Dataset rows
--------------------------------------------------
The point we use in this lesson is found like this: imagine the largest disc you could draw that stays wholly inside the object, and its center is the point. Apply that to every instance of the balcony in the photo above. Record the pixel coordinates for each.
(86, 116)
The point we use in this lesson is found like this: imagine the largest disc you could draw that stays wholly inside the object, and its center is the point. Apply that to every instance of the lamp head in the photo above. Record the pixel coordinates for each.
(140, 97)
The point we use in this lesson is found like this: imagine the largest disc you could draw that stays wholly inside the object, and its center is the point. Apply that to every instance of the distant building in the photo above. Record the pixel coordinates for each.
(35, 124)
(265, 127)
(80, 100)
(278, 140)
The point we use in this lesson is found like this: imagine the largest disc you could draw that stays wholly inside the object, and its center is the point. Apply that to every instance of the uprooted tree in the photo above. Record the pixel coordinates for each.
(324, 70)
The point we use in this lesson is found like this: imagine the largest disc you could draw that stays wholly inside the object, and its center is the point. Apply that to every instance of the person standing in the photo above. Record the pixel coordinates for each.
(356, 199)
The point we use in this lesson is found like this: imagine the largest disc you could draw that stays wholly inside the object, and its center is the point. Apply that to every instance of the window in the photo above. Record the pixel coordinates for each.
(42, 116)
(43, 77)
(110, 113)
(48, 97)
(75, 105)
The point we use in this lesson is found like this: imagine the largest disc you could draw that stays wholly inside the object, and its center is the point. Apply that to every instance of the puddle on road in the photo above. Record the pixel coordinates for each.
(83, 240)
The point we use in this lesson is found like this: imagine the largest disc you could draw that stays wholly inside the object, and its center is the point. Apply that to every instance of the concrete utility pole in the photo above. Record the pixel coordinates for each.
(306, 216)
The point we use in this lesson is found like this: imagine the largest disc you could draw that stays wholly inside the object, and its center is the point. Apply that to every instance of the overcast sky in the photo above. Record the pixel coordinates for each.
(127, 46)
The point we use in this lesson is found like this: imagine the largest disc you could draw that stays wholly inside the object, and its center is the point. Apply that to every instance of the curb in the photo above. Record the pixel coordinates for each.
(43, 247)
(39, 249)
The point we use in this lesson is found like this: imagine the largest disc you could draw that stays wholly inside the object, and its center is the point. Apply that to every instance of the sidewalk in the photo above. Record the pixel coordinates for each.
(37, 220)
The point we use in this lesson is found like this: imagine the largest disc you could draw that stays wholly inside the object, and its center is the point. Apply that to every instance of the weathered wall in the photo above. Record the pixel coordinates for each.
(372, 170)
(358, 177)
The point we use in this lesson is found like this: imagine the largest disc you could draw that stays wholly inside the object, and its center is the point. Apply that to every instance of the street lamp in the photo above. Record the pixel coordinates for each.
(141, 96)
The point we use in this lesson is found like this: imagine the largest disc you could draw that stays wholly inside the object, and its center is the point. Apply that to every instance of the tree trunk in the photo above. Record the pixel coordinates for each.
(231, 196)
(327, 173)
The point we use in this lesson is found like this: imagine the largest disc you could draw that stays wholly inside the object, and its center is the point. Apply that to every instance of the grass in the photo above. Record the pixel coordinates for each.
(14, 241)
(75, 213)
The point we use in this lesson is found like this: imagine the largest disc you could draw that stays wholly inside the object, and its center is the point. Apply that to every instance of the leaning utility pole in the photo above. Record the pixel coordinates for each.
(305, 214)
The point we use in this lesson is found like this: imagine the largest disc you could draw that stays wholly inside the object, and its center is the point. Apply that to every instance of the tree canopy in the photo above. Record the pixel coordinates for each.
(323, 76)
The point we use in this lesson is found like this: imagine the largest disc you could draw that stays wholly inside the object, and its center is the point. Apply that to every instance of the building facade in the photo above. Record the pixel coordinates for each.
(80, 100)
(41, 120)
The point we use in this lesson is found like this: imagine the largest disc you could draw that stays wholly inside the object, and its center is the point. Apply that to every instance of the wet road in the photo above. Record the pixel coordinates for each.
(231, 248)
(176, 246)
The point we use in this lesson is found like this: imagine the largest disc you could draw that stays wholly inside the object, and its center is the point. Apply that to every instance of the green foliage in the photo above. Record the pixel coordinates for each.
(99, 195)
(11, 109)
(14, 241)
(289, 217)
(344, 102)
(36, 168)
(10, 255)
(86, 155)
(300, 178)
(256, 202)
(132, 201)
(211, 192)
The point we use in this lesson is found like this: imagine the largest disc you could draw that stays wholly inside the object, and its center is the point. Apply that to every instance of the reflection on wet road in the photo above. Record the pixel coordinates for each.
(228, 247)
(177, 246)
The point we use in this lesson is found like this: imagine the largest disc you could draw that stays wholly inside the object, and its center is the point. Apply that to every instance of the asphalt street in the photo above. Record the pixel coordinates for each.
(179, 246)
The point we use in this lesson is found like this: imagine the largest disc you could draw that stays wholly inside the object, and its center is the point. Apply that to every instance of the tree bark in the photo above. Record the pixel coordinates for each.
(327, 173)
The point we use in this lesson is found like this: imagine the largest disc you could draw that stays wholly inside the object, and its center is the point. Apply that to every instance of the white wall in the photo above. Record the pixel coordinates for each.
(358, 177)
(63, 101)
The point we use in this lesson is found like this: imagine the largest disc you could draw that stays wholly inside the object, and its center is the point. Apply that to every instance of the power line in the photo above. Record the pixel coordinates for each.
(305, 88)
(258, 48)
--------------------------------------------------
Task :: Retype the entries one by one, exactly.

Correct output ::
The point we use in this lesson is found like this: imagine the largest disc you could draw that stays wholly inside the object, and its center is the point. Apply that to every instance of the balcony in the photo above. Record the pixel coordinates for each.
(86, 116)
The point we use in this lesson is found like this: imagine the largest disc you could draw that stays wholly inside the object, and its center is the point. Apply that to every instance of the lamp head in the photo above. Record the pixel coordinates for each.
(140, 97)
The point we use in this lesson is found like this: imagine the largest disc you could draw that stays wholly inside the object, and its center is the point. Apply that to every instance of the distant building in the photo above. Record the pixel coordinates for each.
(35, 124)
(265, 127)
(80, 100)
(278, 140)
The point we use in this lesson is found like this: imagine the largest disc you could draw that stays wholly inside the object, and its center is the point. Apply that to every instance of the uprooted tree in the photo above. Record the pixel coordinates for each.
(324, 70)
The point we use in this lesson is found like this: imagine the largest disc you could draw that stays wholly inside the object, and its center is the point. Apply that to every instance of the person standing in the photo above. Record the pixel coordinates for each.
(356, 199)
The point we use in this lesson is found like this: imagine the largest disc you could draw that stays wholly inside the object, and its center is the point. Apply that to every instance of the window in the photo above. Record the pixel coordinates for each.
(42, 116)
(43, 77)
(110, 113)
(48, 97)
(75, 105)
The point we use in this lesson is found like this: imagine the largest disc you could draw that stays wholly inside the object, and its center is the point. Apply that to every instance of the puddle on road in the photo above. Record the pixel coordinates for each.
(83, 240)
The point we use in this lesson is found like this: imagine the largest disc you could draw that stays wholly inside the object, and its center is the point. Apply that to every instance of the concrete utility pole in the photo above. Record the pixel coordinates for each.
(306, 216)
The point we use in this lesson is found like this: imagine the largest disc you could draw that stays wholly inside the object, and its center is the point. Apply that to every instance of the overcast sky in the photo above. Record the pixel coordinates for each.
(127, 46)
The point we use in this lesson is found like this: imagine the largest disc you could draw that stays wholly inside the object, and its center is the point. Apply that to every instance of the curb in the photo above. Record the pixel coordinates for each.
(43, 247)
(39, 249)
The point we use in this lesson is found like this: imagine the largest disc you could draw that stays wholly inside the object, and its center is the point. Apply that to every instance of the sidewalk in the photo above. Record the pixel coordinates for each.
(37, 220)
The point we use in this lesson is found like this: imagine the largest disc you could draw that stays wholly inside the object, and its center is the point. Apply that to every instance of the weathered wall in the photo above. Record the pixel coordinates for each.
(372, 170)
(358, 177)
The point we use in this lesson is found like this: imagine the largest disc you could draw that stays wholly inside the object, and its center is the point. Apply that to every instance of the street lamp in the photo above. Record the pixel coordinates for each.
(141, 96)
The point we use in this lesson is found like this: imagine the largest disc you could draw that stays wholly inside the object, and its center is the point. Apply that to every instance of the tree trunk in the photo above. Record the pixel coordinates for each.
(231, 196)
(327, 173)
The point we use in this lesson is found like this: imagine the largest disc you could draw that stays wholly inside the object, and its center is the point. Apply that to every instance of the grass in the photo above. Record the pixel coordinates for each.
(14, 241)
(75, 213)
The point we use in this lesson is found like this: imagine the largest disc you could draw that stays wholly inside the object, and its center is the point. Apply that to every instance of the leaning utility pole in the photo above. Record the pixel coordinates for each.
(305, 214)
The point we use in this lesson is found like this: imagine the largest disc you could draw that stays wholly inside the object, and its center is the point. Apply that to every instance of the tree canopy in the photo above. Record the pixel coordinates for each.
(323, 76)
The point we use in this lesson is found like this: imagine the largest disc you could draw that stays wholly inside the object, and its center is the point. Apply that to every instance of the building facade in the photo above. Record the pixel coordinates for each.
(80, 100)
(41, 120)
The point we use in this lesson is found like this: imagine the largest disc you could draw that stays wholly inside the object, and its center is the point. Apply that to every instance of the wet road in the photo above. Record the pixel coordinates for each.
(231, 248)
(176, 246)
The point we use in this lesson is found like this: imagine the largest disc you could draw that stays wholly inside the object, and its center is the point. Apply that to every instance of the green foliage in the photo above. Record the pixel coordinates for each.
(99, 195)
(11, 109)
(14, 241)
(289, 217)
(344, 102)
(36, 168)
(10, 255)
(86, 155)
(300, 178)
(256, 202)
(132, 201)
(211, 192)
The point we use in this lesson is found like this: imagine the largest disc you could draw that stays wholly inside the object, and its center is the point. Apply that to every instance of the reflection on wet road in the photo above. Record the pixel coordinates for each.
(228, 247)
(177, 246)
The point we use in this lesson is found like this: imagine the largest disc you could draw that stays wholly inside the object, and its center is the point. Apply that to every instance of the asphalt street in the photo above. Record the pixel coordinates for each.
(179, 246)
The point we use in this lesson is found like this: imagine the largest disc you could draw that stays wholly inside the object, and its center is the point. Apply that to every instance of the tree bark in the photo above. Record the pixel coordinates for each.
(327, 173)
The point we use in this lesson is found like this: imagine the largest disc you could draw that stays wholly inside the object, and its center is the point. Apply that to every instance of the white wall in the photo above. Record the pixel coordinates for each.
(358, 177)
(63, 101)
The point we use in this lesson is found like this: imagine the largest disc you could draw that stays wholly inside the object, and its center is the point. Apply that to every instance of the power line in the photo above. Record the pixel coordinates for each.
(305, 88)
(258, 48)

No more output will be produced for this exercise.